Brief:
Reproduce the items from their start through the line containing "positive clicks: (355, 45)", replacing "rough mask" with "coarse mask" and leaving everything else unchanged. Omit the pictures.

Data:
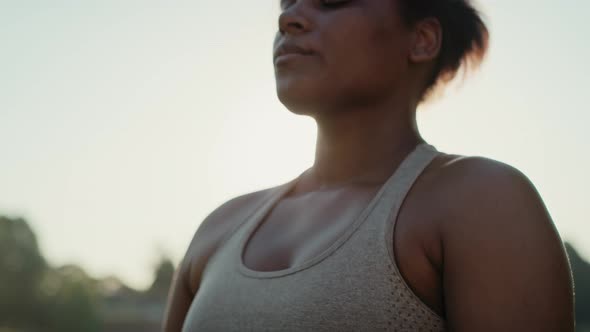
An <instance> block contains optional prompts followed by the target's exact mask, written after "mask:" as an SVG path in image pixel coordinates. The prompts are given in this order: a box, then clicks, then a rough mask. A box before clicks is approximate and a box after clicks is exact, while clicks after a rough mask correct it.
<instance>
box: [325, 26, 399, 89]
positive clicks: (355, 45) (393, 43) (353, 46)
mask: <svg viewBox="0 0 590 332" xmlns="http://www.w3.org/2000/svg"><path fill="white" fill-rule="evenodd" d="M367 22H368V21H367V20H365V21H364V22H359V23H357V24H354V25H353V24H350V25H348V28H347V29H346V30H345V31H342V32H341V33H331V34H329V35H326V36H325V40H326V42H325V45H326V59H325V61H326V69H327V73H326V76H327V77H330V79H331V80H332V81H334V82H339V84H340V85H342V86H343V89H345V90H355V91H357V92H363V90H371V91H372V92H375V93H376V92H379V91H378V90H382V89H390V88H392V87H394V86H395V85H396V84H397V82H398V81H399V79H400V77H401V76H403V71H404V70H405V68H406V67H407V56H406V51H405V48H404V47H403V44H404V43H403V42H402V39H401V37H402V36H401V34H399V35H398V34H397V33H396V32H395V31H392V30H391V29H388V28H386V27H378V26H376V25H374V24H368V23H367ZM363 23H364V24H363ZM330 31H333V30H330ZM371 91H366V92H371ZM343 93H345V94H348V93H350V91H343Z"/></svg>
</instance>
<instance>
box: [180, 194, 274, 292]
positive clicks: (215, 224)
mask: <svg viewBox="0 0 590 332" xmlns="http://www.w3.org/2000/svg"><path fill="white" fill-rule="evenodd" d="M274 189H275V188H270V189H265V190H260V191H257V192H253V193H249V194H245V195H242V196H239V197H236V198H233V199H231V200H229V201H227V202H225V203H224V204H222V205H221V206H219V207H218V208H217V209H215V210H214V211H213V212H211V213H210V214H209V215H208V216H207V217H206V218H205V219H204V220H203V221H202V222H201V224H200V225H199V227H198V228H197V230H196V232H195V234H194V236H193V238H192V240H191V242H190V244H189V247H188V249H187V251H186V255H185V257H184V259H183V261H182V262H181V264H182V265H183V266H181V267H180V269H181V270H184V271H183V272H181V273H184V274H185V275H186V276H187V277H186V282H187V283H188V287H189V289H190V290H191V293H193V294H194V293H196V291H197V289H198V287H199V282H200V279H201V273H202V271H203V269H204V267H205V265H206V263H207V261H208V259H209V257H210V256H211V255H212V254H213V253H214V252H215V250H216V249H217V247H218V246H219V245H220V244H221V242H222V241H223V240H224V239H225V237H226V236H228V235H229V234H230V233H231V232H232V231H233V230H234V229H236V228H237V227H238V226H239V225H240V224H241V223H242V222H243V221H244V220H245V219H246V218H247V216H248V214H251V213H253V212H254V210H255V209H256V208H257V207H258V206H260V205H261V204H262V203H263V202H264V201H265V198H267V197H268V195H269V194H270V193H271V192H272V191H273V190H274Z"/></svg>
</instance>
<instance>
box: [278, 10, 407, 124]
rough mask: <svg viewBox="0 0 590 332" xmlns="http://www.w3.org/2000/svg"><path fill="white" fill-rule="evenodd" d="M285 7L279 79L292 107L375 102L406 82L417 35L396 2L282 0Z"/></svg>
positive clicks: (335, 104)
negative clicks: (399, 13) (408, 26)
mask: <svg viewBox="0 0 590 332" xmlns="http://www.w3.org/2000/svg"><path fill="white" fill-rule="evenodd" d="M281 9H282V12H281V15H280V17H279V32H278V33H277V35H276V38H275V42H274V49H275V58H274V66H275V78H276V84H277V94H278V97H279V99H280V101H281V102H282V103H283V104H284V105H285V106H286V107H287V108H289V109H290V110H291V111H293V112H295V113H299V114H308V115H319V114H317V113H318V112H331V111H337V110H342V109H346V108H351V107H357V106H365V105H370V104H372V103H376V102H379V100H380V99H382V98H386V96H388V95H391V92H392V91H393V90H395V89H396V88H397V87H399V86H402V85H403V84H404V77H407V74H408V73H407V71H408V52H409V48H410V46H409V45H410V38H411V37H410V36H411V34H410V32H409V29H408V28H407V26H406V25H405V24H404V22H403V21H402V18H401V16H400V15H399V12H398V9H397V6H396V1H394V0H281ZM277 54H279V56H278V57H277Z"/></svg>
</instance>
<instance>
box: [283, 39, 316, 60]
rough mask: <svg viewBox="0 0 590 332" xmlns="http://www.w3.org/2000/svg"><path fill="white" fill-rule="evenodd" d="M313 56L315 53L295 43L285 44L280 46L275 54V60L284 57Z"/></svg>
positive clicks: (308, 49)
mask: <svg viewBox="0 0 590 332" xmlns="http://www.w3.org/2000/svg"><path fill="white" fill-rule="evenodd" d="M289 54H293V55H312V54H314V52H313V51H312V50H310V49H308V48H305V47H302V46H299V45H297V44H295V43H290V42H284V43H282V44H280V45H279V46H278V47H277V48H276V49H275V52H274V60H275V61H276V60H277V58H279V57H281V56H284V55H289Z"/></svg>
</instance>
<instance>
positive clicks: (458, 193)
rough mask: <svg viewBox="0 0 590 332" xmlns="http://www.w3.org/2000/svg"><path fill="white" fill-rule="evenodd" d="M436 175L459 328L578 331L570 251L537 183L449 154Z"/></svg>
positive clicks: (455, 322)
mask: <svg viewBox="0 0 590 332" xmlns="http://www.w3.org/2000/svg"><path fill="white" fill-rule="evenodd" d="M431 173H432V175H431V177H432V179H433V180H432V185H431V189H432V190H433V191H434V192H437V193H438V194H437V195H436V197H438V198H439V199H440V200H441V202H442V204H440V205H441V206H444V209H442V210H441V211H443V213H442V218H441V221H440V225H439V226H440V236H441V244H442V253H443V257H442V261H443V262H444V264H443V270H442V272H443V275H444V278H443V280H444V298H445V307H446V315H447V318H448V321H449V325H450V327H451V329H452V330H457V331H573V289H572V288H573V286H572V280H571V273H570V269H569V264H568V261H567V256H566V254H565V251H564V246H563V242H562V240H561V238H560V236H559V233H558V231H557V229H556V227H555V224H554V222H553V220H552V219H551V216H550V214H549V212H548V211H547V209H546V207H545V204H544V203H543V200H542V198H541V196H540V195H539V193H538V191H537V190H536V189H535V187H534V185H533V184H532V183H531V181H530V180H529V179H528V178H527V177H526V176H525V175H524V174H523V173H522V172H521V171H519V170H518V169H516V168H514V167H512V166H510V165H507V164H504V163H501V162H498V161H495V160H491V159H488V158H482V157H462V156H448V155H447V156H443V157H441V158H440V159H439V160H438V162H437V163H436V166H435V167H433V169H432V170H431Z"/></svg>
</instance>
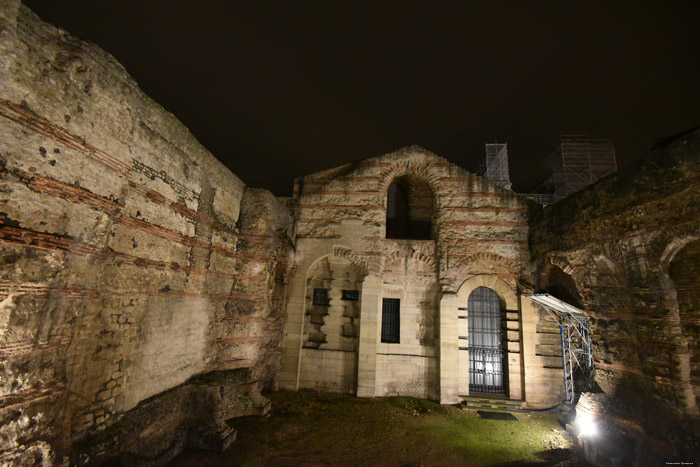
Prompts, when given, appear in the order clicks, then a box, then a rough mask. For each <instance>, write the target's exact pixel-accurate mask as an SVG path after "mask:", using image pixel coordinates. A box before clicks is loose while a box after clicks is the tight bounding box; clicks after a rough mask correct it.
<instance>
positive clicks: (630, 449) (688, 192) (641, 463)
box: [530, 130, 700, 465]
mask: <svg viewBox="0 0 700 467" xmlns="http://www.w3.org/2000/svg"><path fill="white" fill-rule="evenodd" d="M699 180H700V131H698V130H695V131H691V132H688V133H686V134H683V135H680V136H677V137H675V138H671V139H670V140H668V141H666V142H665V143H664V144H662V145H660V146H659V147H658V148H657V149H655V150H654V151H653V152H651V153H650V154H649V155H648V156H647V157H645V158H643V159H640V160H639V161H638V162H637V163H635V164H633V165H632V166H630V167H628V168H626V169H625V170H623V171H620V172H619V173H618V174H616V175H614V176H611V177H608V178H606V179H604V180H602V181H600V182H599V183H597V184H596V185H594V186H592V187H590V188H588V189H586V190H585V191H583V192H580V193H577V194H575V195H573V196H571V197H569V198H567V199H565V200H563V201H562V202H559V203H557V204H555V205H553V206H550V207H548V208H546V209H545V210H544V211H543V212H542V213H540V215H539V217H538V218H536V219H535V220H534V222H533V224H532V229H531V239H530V243H531V245H532V248H533V257H534V258H535V260H536V261H537V262H538V265H539V271H540V273H541V281H545V280H546V278H545V276H546V271H547V270H550V269H551V268H558V269H561V270H562V271H563V272H564V273H566V274H568V275H569V276H570V277H571V278H572V279H573V281H574V283H575V285H576V288H577V291H578V293H579V294H580V296H581V298H582V302H583V304H584V306H585V309H586V310H587V313H588V315H589V317H590V320H591V325H592V342H593V346H594V363H595V366H596V370H595V381H596V384H597V387H596V388H594V389H593V392H592V393H591V394H588V395H586V397H584V398H583V399H582V403H581V404H580V406H581V405H582V406H583V407H580V409H582V410H586V411H589V412H592V413H594V414H595V415H596V416H597V417H599V418H600V421H601V424H602V426H603V427H604V428H605V430H606V433H605V435H604V436H601V437H600V439H601V440H603V439H606V438H611V439H613V440H615V441H614V444H616V446H617V447H619V448H621V449H622V450H623V451H624V454H623V455H624V458H625V459H627V462H635V463H638V464H641V465H655V464H658V463H664V462H668V461H672V460H677V461H685V462H695V463H697V462H698V453H699V452H700V444H699V443H700V438H699V437H698V433H700V425H699V423H700V418H699V416H698V407H699V406H700V353H699V352H698V344H697V342H698V338H699V337H700V309H699V308H698V303H700V300H699V292H698V284H700V242H699V239H700V190H699V189H698V186H699V185H698V183H699ZM593 451H594V450H593ZM593 451H591V452H593Z"/></svg>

Reply to the task:
An <instance> block contains optional prompts followed by the target's exact mask, written after "mask:" as an SVG path in image pixel coordinates. The prompts are given in this order: a box, then clicks, then a coarse mask. A box before clicks is approximate and a box after clicks is exact, while clicks after a coarse mask correct it.
<instance>
box: [325, 26, 399, 89]
positive clicks: (355, 45) (393, 43) (353, 46)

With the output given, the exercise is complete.